Edit the data by changing each "one dot per instance" to "a single dot for each instance" and leaving everything else unchanged.

Listed entries:

────────────────────

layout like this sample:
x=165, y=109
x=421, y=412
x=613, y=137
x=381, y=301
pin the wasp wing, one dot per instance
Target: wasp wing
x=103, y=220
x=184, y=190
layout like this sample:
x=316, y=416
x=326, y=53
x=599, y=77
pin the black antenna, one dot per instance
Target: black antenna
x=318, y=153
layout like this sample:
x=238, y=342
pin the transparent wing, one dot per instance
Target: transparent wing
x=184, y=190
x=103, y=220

────────────────────

Reply:
layout like this sample:
x=165, y=109
x=421, y=412
x=613, y=137
x=381, y=301
pin the wasp wing, a single dot for each instance
Target: wasp wing
x=103, y=220
x=184, y=190
layout like this sample:
x=316, y=416
x=326, y=53
x=599, y=77
pin the black antenna, a single dot for each instance
Target: black antenna
x=318, y=153
layout like this sample:
x=238, y=342
pin the transparent wing, a single dot for each instance
Target: transparent wing
x=184, y=190
x=103, y=220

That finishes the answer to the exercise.